Problem:
All records below must be reproduced exactly, although any pictures they contain are to be omitted.

Input material:
══════

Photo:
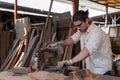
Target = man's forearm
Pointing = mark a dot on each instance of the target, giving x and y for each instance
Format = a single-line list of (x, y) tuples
[(82, 55), (68, 41)]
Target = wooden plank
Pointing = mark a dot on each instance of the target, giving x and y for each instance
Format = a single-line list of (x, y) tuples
[(29, 50), (22, 27), (13, 56), (68, 50)]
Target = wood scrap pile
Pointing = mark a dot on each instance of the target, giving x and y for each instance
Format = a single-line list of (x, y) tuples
[(30, 39)]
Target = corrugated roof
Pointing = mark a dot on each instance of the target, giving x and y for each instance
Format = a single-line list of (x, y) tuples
[(25, 10)]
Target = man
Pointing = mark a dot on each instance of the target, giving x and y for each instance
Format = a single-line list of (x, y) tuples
[(95, 45)]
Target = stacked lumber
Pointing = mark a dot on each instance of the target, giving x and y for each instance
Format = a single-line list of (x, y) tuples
[(23, 46), (40, 75), (4, 45)]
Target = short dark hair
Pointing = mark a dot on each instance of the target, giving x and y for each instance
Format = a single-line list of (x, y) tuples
[(80, 15)]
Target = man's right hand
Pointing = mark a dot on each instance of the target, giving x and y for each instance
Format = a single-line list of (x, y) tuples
[(62, 63)]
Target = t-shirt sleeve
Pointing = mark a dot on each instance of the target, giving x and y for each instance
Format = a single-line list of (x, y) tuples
[(93, 42), (76, 37)]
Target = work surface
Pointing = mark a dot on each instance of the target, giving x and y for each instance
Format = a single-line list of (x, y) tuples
[(43, 75)]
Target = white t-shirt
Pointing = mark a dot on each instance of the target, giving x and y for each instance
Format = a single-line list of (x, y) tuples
[(99, 47)]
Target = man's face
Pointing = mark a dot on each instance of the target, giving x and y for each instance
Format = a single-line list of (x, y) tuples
[(80, 25)]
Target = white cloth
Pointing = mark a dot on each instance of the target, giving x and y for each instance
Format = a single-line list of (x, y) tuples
[(99, 47)]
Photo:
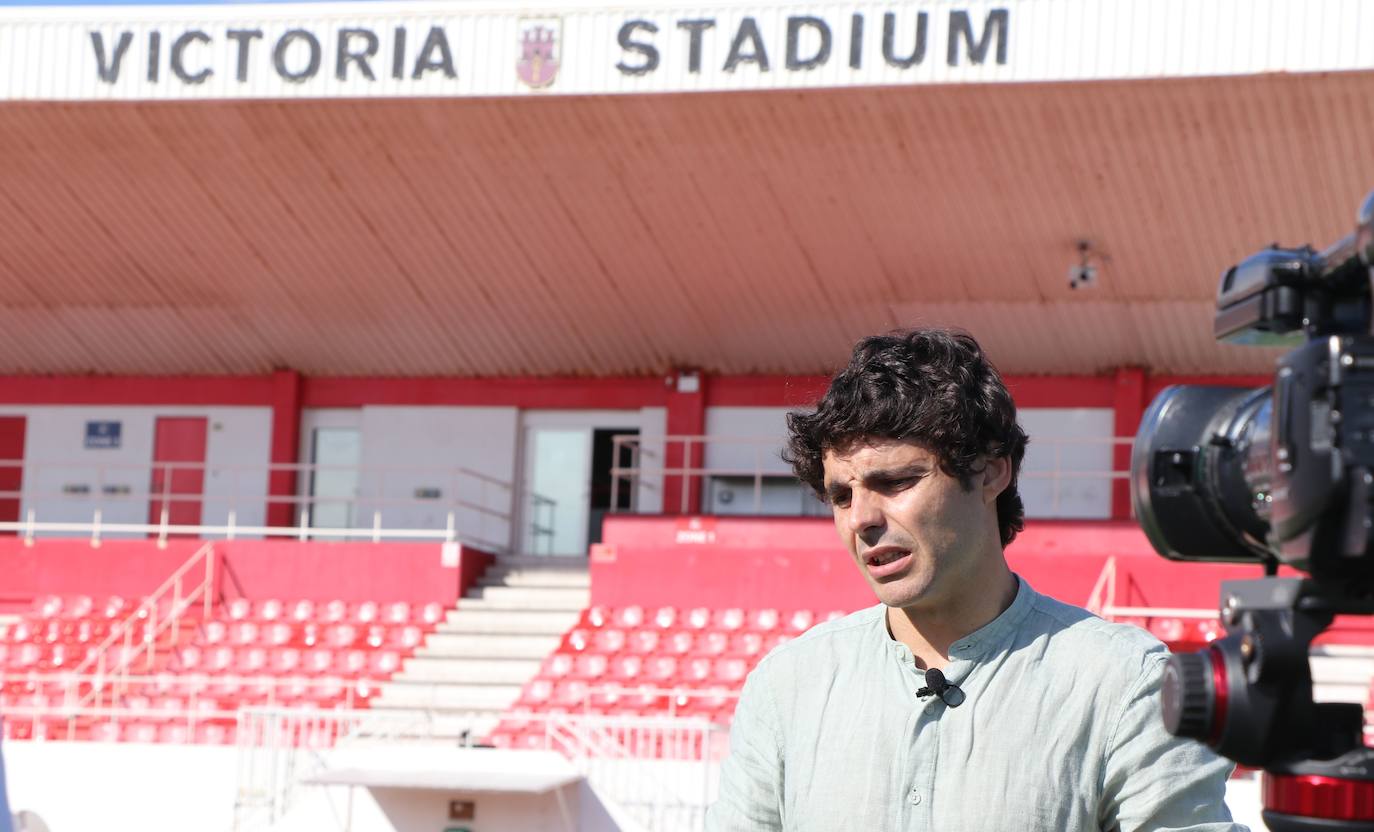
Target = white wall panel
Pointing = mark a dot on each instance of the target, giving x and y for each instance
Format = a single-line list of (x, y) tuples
[(411, 448), (601, 48), (238, 451)]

══════

Your response:
Photo:
Target = man's forearm
Pointing = mark a dot on each instance of the target, giving x and y for each instance
Format = a single-line list of (x, y) tuples
[(82, 55), (68, 41)]
Target = wooden plank
Pointing = mark a dot on each instance of the target, giving x and y for each instance
Format = a single-line list of (x, y) tuples
[(29, 50), (22, 27), (13, 56), (68, 50)]
Target = wood scrap pile
Pointing = mark a dot on each instance of the target, giving x and y for each instance
Format = a single-line list of (x, y) tuples
[(30, 39)]
Target = corrugated roof
Pointing = mark a dot on each instance of the target, giving x and y for each instance
Format = a single-line list of (x, y) tuples
[(25, 10)]
Target = man
Pointing = mark a dot on each instance of the target, giving x and y for each instance
Format = a single-line list of (x, y) tuples
[(95, 45)]
Target = stacked lumber
Pointing = mark a dot on each instance of the target, giving x and y for each instance
Format = a single-line list of (x, y) tuples
[(23, 46), (40, 75), (4, 45)]
Target = short dark hair
Pointing = mark a dot on each instance of the target, giving x and y for each instance
Format = a single-line list of (x, y) tuples
[(80, 15)]
Target = man's right hand
Pointing = mark a dot on each instance of the target, giving x and y for each instance
Format = a single-line list of (x, y) tuples
[(62, 63)]
Target = t-shirt sleeve
Pointing = mark a dot on each instance of the target, giving x and y for each instance
Format = a single-line list of (x, y) tuples
[(93, 42), (76, 37)]
Target = work surface
Pointing = mark a dot on each instance of the target, giving x and y for each instance
Format = a single-line list of (x, y) tuples
[(43, 75)]
Target = white t-shirt
Pointing = mark a dot on each instance of the target, giving x and y for each instance
Format = a single-line list of (x, y) tuples
[(99, 47)]
Target = man's face
Pointing = mark a dot on each instance of the target, giving x and y for each instance
Format = a single-line list of (x, y) tuples
[(80, 25)]
Target = white cloth
Pointing = mark a dot on each instance of the target, giving x and y for each instance
Format = a single-line list of (x, y) tuples
[(99, 47)]
Photo:
Target = white wall panel
Pointing = mark a dot on each instance of the target, giving x and y for each instance
Format = a single-line list of (x, y) tuples
[(411, 448), (601, 48), (238, 451)]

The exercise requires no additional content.